*What the exercise asks*. Reproduce the listing below with every "sample pin" changed to "example pin" and nothing else altered.

───── Data section ─────

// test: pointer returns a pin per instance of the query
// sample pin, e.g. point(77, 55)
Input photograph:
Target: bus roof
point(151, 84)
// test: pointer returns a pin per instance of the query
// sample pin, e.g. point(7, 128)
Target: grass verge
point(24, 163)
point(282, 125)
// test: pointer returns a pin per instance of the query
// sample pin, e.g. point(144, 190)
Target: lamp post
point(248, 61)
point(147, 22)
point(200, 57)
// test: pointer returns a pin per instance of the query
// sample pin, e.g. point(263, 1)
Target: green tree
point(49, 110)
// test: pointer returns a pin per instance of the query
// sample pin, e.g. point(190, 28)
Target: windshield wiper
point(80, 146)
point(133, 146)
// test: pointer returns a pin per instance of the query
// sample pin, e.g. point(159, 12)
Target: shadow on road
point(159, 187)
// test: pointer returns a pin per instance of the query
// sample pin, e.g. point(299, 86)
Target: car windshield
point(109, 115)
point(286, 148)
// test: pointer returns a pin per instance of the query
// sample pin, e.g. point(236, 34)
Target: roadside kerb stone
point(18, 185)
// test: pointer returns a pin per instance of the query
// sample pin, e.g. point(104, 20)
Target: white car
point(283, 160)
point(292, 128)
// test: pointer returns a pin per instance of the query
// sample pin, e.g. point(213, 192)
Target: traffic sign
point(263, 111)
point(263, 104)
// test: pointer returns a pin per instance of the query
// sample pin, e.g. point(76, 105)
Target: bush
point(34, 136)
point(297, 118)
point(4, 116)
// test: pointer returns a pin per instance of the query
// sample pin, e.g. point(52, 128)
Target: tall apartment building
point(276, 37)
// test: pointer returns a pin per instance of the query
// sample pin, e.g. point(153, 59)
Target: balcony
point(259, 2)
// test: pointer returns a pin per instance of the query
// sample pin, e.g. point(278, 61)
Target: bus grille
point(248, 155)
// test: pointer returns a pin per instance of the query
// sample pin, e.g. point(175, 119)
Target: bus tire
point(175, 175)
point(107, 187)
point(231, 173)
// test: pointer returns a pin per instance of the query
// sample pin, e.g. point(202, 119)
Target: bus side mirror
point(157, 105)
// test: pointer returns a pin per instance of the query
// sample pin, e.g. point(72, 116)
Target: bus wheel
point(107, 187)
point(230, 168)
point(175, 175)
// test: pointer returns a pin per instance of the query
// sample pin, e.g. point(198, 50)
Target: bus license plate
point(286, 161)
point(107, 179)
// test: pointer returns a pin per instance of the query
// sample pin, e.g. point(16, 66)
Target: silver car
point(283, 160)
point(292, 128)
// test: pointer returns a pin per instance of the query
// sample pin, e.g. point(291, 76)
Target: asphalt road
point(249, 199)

─────

*Solved problem*.
// test: pointer returns a pin per instance of the query
// example pin, e.g. point(77, 55)
Input photograph:
Target: bus roof
point(151, 84)
// test: pointer returns a pin per instance of the query
// example pin, e.g. point(7, 128)
Target: grass verge
point(24, 163)
point(282, 125)
// test: pointer returns a pin per instance of the query
// example pin, e.g. point(144, 190)
Target: lamp post
point(248, 61)
point(147, 22)
point(200, 57)
// test: pointer returns a pin per instance of the query
// example pin, e.g. point(263, 1)
Target: green tree
point(49, 110)
// test: pointer returns a pin per instance of the query
// example pin, e.g. point(190, 28)
Target: windshield wiper
point(80, 146)
point(133, 146)
// test: pointer returns a pin per instance of the query
// example pin, e.g. point(159, 12)
Target: shadow on road
point(159, 187)
// test: pointer returns a pin per instance of the query
// example pin, e.g. point(299, 86)
Target: car windshield
point(109, 115)
point(286, 148)
// test: pointer returns a pin per instance of the query
// example pin, e.g. point(236, 34)
Target: roadside kerb stone
point(18, 185)
// test: pointer returns a pin per instance of the query
// example pin, e.g. point(104, 20)
Target: white car
point(283, 160)
point(292, 128)
// test: pointer returns a pin per instance of the query
// example pin, e.g. point(213, 192)
Target: traffic sign
point(263, 111)
point(263, 104)
// test: pointer returns a pin per instance of the query
// example pin, e.g. point(76, 105)
Target: bush
point(34, 136)
point(297, 118)
point(4, 116)
// test: pointer returns a pin per instance of the query
// example pin, e.g. point(52, 128)
Target: tall apartment building
point(276, 37)
// test: pointer returns a pin per instance of the query
// example pin, e.g. point(153, 59)
Target: balcony
point(259, 2)
// test: pointer returns a pin per instance of the query
// example pin, e.g. point(278, 61)
Target: bus grille
point(248, 155)
// test: pointer returns a pin per instance of the query
// example pin, e.g. point(175, 119)
Target: bus tire
point(175, 175)
point(107, 187)
point(231, 173)
// test: pointer returns a pin per instance of the query
// example pin, e.g. point(202, 119)
Target: bus side mirror
point(157, 105)
// test: pointer returns a pin per instance of the query
// example pin, e.g. point(72, 116)
Target: bus wheel
point(107, 187)
point(230, 168)
point(175, 175)
// test: pointer returns a pin per instance of the query
// example pin, e.g. point(198, 50)
Target: bus license plate
point(286, 161)
point(107, 179)
// test: pointer returns a pin per instance of the query
// example pin, e.g. point(16, 66)
Target: silver car
point(283, 160)
point(292, 128)
// test: pointer returns a pin per instance of the query
// example pin, e.g. point(291, 76)
Target: asphalt road
point(249, 199)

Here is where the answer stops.